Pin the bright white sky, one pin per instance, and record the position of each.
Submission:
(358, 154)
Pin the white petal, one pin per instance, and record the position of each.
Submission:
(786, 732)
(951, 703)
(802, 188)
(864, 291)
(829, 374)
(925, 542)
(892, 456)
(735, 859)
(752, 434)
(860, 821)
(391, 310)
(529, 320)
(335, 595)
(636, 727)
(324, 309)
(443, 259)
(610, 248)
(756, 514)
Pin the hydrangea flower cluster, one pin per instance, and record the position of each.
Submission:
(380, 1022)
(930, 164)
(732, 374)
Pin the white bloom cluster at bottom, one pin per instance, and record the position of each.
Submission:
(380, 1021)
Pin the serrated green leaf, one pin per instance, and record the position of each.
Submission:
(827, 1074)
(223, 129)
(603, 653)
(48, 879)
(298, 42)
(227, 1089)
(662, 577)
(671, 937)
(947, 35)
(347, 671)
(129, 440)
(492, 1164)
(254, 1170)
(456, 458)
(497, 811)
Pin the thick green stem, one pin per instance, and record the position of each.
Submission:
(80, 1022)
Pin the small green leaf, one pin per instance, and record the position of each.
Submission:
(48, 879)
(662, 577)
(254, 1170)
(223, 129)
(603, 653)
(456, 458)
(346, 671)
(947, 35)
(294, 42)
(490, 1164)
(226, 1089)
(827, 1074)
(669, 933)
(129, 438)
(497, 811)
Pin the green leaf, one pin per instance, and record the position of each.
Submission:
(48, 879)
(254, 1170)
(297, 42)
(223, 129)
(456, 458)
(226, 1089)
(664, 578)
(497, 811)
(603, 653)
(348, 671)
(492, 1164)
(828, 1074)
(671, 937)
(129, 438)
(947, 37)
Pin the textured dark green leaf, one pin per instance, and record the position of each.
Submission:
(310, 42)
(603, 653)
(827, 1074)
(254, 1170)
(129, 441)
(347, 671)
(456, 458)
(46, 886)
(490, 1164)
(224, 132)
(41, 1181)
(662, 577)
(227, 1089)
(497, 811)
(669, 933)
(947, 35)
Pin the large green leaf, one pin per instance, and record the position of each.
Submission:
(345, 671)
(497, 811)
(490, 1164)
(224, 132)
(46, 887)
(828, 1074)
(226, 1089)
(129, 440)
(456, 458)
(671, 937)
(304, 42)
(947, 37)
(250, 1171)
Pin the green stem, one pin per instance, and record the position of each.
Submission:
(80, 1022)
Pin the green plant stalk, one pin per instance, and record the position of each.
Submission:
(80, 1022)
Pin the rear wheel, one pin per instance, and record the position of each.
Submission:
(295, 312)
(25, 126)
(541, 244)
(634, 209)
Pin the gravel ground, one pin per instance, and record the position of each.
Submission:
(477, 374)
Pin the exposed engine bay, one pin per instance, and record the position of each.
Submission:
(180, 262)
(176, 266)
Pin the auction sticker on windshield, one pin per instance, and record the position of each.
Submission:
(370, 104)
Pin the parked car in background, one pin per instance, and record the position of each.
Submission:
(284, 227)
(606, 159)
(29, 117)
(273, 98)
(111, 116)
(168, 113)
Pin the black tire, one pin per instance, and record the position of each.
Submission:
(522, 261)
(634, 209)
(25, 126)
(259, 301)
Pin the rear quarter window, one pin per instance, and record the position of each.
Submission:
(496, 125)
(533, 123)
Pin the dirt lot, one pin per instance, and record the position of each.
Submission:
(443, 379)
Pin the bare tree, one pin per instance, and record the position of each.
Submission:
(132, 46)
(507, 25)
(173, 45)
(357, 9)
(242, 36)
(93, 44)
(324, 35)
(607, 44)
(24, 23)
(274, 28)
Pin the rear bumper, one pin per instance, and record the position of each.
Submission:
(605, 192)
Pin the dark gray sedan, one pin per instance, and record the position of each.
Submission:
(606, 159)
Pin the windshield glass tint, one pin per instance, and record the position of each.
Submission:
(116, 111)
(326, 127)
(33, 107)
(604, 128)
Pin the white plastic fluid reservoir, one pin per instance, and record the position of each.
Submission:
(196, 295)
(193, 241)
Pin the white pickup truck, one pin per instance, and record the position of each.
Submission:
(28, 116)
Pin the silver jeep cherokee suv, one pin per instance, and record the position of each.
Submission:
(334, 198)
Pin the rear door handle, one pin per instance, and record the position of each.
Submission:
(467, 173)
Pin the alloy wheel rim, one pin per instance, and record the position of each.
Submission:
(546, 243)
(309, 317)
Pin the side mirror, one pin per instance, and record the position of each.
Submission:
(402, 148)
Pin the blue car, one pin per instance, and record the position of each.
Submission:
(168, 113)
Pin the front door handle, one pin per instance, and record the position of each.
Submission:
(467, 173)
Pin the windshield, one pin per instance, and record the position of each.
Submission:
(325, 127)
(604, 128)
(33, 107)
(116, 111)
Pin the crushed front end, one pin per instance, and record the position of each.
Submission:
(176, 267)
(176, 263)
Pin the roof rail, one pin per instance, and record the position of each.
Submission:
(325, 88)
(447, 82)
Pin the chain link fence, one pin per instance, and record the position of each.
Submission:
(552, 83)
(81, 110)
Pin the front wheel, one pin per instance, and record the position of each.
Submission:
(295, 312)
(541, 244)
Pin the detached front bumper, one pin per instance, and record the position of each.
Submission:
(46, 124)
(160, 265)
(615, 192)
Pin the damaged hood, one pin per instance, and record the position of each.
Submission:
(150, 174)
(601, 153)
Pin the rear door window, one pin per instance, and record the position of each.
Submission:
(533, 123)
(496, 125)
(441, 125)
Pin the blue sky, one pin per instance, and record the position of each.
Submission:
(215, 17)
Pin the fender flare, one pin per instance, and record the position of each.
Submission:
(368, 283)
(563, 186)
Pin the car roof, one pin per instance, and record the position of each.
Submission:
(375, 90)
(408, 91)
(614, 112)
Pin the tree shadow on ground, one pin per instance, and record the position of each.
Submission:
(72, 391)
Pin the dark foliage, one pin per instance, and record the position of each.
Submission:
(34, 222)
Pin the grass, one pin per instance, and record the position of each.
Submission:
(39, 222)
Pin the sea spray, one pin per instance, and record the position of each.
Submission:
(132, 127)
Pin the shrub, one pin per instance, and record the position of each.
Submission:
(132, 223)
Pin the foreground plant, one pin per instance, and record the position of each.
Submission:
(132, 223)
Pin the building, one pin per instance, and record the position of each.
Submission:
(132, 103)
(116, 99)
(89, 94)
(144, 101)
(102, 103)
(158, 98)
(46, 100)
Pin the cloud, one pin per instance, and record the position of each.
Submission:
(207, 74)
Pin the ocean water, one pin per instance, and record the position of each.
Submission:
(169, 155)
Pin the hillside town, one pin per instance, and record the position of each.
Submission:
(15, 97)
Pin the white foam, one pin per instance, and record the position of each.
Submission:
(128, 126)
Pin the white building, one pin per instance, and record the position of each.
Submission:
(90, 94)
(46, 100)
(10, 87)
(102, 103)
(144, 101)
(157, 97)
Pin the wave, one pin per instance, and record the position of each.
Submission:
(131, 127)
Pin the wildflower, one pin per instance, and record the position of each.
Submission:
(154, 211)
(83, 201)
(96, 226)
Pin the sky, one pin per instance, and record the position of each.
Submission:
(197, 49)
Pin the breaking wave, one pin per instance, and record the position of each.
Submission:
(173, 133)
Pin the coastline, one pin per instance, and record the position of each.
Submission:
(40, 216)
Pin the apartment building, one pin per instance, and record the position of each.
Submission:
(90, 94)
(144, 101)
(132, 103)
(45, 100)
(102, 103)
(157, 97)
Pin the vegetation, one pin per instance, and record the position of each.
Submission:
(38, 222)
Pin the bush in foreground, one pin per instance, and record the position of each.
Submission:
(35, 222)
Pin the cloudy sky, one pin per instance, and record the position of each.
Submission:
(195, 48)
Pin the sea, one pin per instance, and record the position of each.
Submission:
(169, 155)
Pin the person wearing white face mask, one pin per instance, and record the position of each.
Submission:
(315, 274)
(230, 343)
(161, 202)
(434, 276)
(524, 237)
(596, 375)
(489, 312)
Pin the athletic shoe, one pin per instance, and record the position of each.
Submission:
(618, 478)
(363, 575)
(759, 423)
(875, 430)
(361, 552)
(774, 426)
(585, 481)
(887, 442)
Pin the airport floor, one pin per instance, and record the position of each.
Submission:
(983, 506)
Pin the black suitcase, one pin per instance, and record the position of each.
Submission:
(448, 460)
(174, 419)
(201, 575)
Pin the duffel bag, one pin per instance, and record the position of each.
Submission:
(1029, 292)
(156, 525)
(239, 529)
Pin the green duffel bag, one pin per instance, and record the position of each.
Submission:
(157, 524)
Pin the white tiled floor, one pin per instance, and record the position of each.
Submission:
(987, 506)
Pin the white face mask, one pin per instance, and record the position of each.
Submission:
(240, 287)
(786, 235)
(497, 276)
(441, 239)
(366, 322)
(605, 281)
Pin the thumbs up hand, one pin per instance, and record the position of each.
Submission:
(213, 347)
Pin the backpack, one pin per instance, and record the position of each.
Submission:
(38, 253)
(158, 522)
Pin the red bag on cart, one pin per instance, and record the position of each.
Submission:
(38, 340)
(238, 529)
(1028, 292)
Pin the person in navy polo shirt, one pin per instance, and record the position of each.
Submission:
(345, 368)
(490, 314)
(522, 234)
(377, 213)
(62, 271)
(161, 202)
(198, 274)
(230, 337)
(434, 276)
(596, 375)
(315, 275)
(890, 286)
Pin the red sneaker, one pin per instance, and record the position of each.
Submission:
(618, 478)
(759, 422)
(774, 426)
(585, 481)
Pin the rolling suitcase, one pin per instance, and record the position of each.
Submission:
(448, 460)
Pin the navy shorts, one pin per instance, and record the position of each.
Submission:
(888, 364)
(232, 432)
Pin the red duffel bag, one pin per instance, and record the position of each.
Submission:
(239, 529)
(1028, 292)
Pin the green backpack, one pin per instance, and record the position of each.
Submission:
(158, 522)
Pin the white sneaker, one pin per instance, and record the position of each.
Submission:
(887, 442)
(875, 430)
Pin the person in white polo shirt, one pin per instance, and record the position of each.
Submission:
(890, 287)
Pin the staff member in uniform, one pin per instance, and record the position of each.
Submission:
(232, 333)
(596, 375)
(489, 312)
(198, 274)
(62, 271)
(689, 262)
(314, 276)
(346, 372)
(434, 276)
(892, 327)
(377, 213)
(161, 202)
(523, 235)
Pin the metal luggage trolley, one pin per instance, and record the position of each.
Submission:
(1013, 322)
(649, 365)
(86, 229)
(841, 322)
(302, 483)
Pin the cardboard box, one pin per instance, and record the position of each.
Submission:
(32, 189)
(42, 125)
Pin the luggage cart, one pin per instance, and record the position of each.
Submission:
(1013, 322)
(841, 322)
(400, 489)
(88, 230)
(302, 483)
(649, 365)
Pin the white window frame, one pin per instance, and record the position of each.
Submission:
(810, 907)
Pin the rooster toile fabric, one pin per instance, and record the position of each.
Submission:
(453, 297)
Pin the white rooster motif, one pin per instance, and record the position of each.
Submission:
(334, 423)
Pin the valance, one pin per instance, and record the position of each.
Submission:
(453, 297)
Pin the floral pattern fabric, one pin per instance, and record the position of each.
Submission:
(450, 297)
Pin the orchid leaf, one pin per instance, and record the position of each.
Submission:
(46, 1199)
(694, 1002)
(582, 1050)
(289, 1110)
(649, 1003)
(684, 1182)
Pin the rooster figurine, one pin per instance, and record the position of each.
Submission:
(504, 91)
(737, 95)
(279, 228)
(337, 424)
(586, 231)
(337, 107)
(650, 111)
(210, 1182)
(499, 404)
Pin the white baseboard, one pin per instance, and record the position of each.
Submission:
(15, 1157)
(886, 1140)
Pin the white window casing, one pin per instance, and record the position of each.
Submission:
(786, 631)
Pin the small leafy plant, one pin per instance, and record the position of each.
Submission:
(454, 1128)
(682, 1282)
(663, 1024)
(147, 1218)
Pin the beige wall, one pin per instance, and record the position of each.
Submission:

************

» ASSIGNMENT: Work out how many lines of the material above contain "foreground", then write that number alone.

» REPLY TO THE EXERCISE: 2